** START OF Recorded data **

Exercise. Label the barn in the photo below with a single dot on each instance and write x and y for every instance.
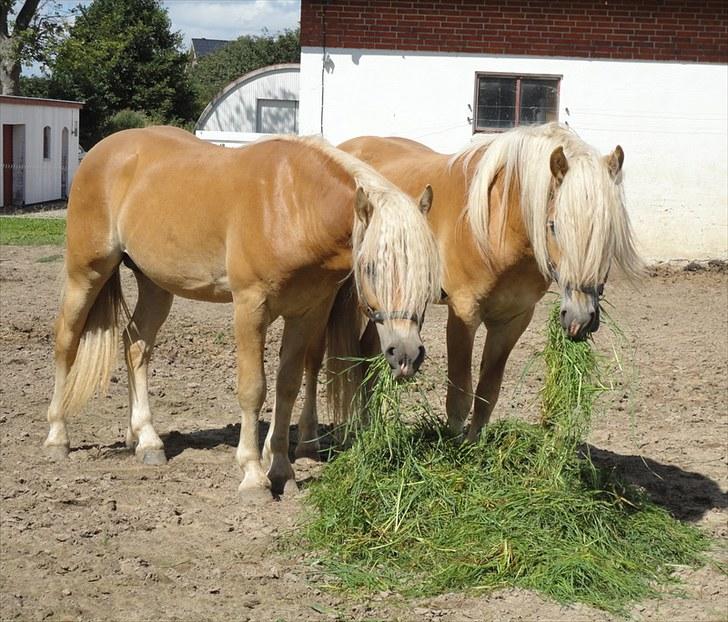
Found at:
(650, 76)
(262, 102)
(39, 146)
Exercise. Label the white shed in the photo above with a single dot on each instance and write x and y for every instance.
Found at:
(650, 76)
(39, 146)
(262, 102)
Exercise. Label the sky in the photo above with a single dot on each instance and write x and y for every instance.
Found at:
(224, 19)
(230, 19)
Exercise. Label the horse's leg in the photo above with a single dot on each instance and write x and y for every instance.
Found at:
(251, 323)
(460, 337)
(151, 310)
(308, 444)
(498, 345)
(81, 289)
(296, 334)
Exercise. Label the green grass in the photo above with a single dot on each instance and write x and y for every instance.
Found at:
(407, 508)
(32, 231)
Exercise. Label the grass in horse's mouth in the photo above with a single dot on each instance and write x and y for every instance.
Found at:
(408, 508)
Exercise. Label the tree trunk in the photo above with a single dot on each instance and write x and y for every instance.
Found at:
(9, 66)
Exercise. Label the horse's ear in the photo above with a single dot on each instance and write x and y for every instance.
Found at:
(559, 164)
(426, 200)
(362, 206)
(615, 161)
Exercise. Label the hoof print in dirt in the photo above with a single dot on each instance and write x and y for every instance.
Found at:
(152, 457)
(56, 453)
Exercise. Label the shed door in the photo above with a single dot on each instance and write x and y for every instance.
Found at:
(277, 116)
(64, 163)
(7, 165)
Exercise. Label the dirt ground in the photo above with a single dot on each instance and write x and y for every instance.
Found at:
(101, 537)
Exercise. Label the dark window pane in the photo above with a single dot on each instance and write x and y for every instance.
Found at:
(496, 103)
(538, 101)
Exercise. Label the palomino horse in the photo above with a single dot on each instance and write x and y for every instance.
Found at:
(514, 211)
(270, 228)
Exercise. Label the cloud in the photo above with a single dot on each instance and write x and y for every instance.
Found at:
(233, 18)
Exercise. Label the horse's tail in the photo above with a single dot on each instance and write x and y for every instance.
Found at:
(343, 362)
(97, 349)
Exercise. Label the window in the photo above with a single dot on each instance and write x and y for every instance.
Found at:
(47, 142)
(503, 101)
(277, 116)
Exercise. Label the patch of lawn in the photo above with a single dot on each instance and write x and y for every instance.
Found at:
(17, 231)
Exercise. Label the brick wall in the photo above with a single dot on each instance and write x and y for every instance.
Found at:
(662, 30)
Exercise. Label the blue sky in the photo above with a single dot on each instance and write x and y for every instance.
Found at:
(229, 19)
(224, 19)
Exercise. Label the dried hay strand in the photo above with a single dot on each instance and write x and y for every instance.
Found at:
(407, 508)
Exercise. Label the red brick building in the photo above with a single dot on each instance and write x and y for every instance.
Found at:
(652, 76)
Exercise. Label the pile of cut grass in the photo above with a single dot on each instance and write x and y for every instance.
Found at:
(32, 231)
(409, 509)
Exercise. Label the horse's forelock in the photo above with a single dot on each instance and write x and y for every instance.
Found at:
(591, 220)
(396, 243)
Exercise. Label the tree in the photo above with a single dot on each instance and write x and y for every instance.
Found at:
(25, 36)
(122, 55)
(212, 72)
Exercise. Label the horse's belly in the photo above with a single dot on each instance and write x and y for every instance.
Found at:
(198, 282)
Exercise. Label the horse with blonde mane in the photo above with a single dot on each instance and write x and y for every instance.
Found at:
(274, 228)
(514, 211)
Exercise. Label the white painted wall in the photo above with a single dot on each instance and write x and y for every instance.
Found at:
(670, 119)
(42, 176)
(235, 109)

** END OF Recorded data **

Exercise brief:
Convert the whole listing above into a JSON list of strings, one string per line, skipping blank lines and omitting the pictures.

Solution below:
[
  "Exercise. Label the barn in the photo below with a single dot on each instance and write x and y for every instance.",
  "Found at:",
  "(650, 76)",
  "(262, 102)",
  "(39, 146)",
  "Exercise. Label the white shed in the photo above with a single dot on each instance and write x and y for every instance.",
  "Found at:",
  "(650, 76)",
  "(39, 146)",
  "(262, 102)",
  "Exercise. Label the sky in the photo above with a single dot on each instance and write x and y for every instance.",
  "Found at:",
  "(224, 19)",
  "(230, 19)",
  "Exercise. Label the horse's leg in the photo above with a single dot on each instance and write x and y for every instance.",
  "Found at:",
  "(251, 323)",
  "(460, 337)",
  "(151, 310)",
  "(308, 444)",
  "(498, 345)",
  "(81, 289)",
  "(296, 334)",
  "Exercise. Label the green grass in the photo above with a single dot on each instance and write x and y for every instance.",
  "Found at:",
  "(407, 508)",
  "(32, 231)",
  "Exercise. Label the grass in horse's mouth in the photo above with a single dot on each instance and write x and y for every instance.",
  "Found at:",
  "(408, 508)",
  "Exercise. Label the tree trunk in the photo above with a single dot on each instance and write x and y for every instance.",
  "Found at:",
  "(9, 66)",
  "Exercise. Label the horse's ear in the photo above with a single dot on each instance and write x and y for every instance.",
  "Found at:",
  "(559, 164)",
  "(426, 200)",
  "(362, 206)",
  "(615, 161)",
  "Exercise. Label the hoof print in dirt in the photo above with a single dot on each instance and write x and y for every instance.",
  "Found at:",
  "(152, 457)",
  "(56, 453)",
  "Exercise. Label the shed door in the photo above with a single dot on each instance and write x and y for every instance.",
  "Found at:",
  "(277, 116)",
  "(64, 163)",
  "(7, 165)",
  "Exercise. Label the dirt ground in the photo above with a single dot on each instance and write x and y for every instance.",
  "Found at:",
  "(101, 537)",
  "Exercise. Label the dark window pane in the photo above with a single dot on each instance and write x and y for every instance.",
  "Found at:",
  "(496, 103)",
  "(538, 101)",
  "Exercise. Label the palomino horse in the photo above with a single dot on each instance and write x and y for every instance.",
  "Found at:",
  "(514, 211)",
  "(270, 228)",
  "Exercise. Label the cloud in the photo above with a single dot on each instance and write x and y for every instance.",
  "Found at:",
  "(233, 18)",
  "Exercise. Label the horse's tail in the photo above with a single dot on each instance and write x and y for every instance.",
  "Found at:",
  "(343, 362)",
  "(97, 349)",
  "Exercise. Label the window in the photo above with a single dot on each instance and write x and y for every instance.",
  "Found at:",
  "(47, 142)",
  "(503, 101)",
  "(277, 116)",
  "Exercise. Label the patch of lawn in the photo above with a single dot on each instance and write x and y for every instance.",
  "Found at:",
  "(17, 231)",
  "Exercise. Label the brick wall in the photo above with a single dot on each instance and write x and y for every instance.",
  "Found at:",
  "(662, 30)",
  "Exercise. Label the blue sky in the photo above with a single dot on each instance and write x and y for every instance.",
  "Found at:",
  "(229, 19)",
  "(224, 19)",
  "Exercise. Label the dried hay strand in the photo above with a single dot on each instance and write x and y for every instance.",
  "Found at:",
  "(407, 508)",
  "Exercise. Label the red brick building in the photo above with a single dot on each instance and write x and y for every instance.",
  "Found at:",
  "(652, 76)",
  "Exercise. Label the pile of cut grass in the photo above with a single dot on each instance and write x and y for every instance.",
  "Found at:",
  "(32, 231)",
  "(409, 509)",
  "Exercise. Label the horse's forelock in the photo above with a single dot on each instance and write x and y for every instance.",
  "Found at:",
  "(591, 220)",
  "(396, 243)",
  "Exercise. Label the tree in the photo above with a single dot on each instance and write x and y for every instance.",
  "Found at:",
  "(25, 36)",
  "(122, 55)",
  "(212, 72)",
  "Exercise. Label the horse's belly in the photo above with a single dot on each instance and write x and y for every instance.",
  "Found at:",
  "(198, 282)",
  "Exercise. Label the horse with blonde mane in the photo above with a single dot on each instance and write x and y for every instance.",
  "Found at:",
  "(274, 228)",
  "(514, 211)",
  "Exercise. Label the white painted wall in the photo above with a single dot on each instance and write x and y for every instance.",
  "Found at:",
  "(670, 119)",
  "(42, 176)",
  "(235, 109)"
]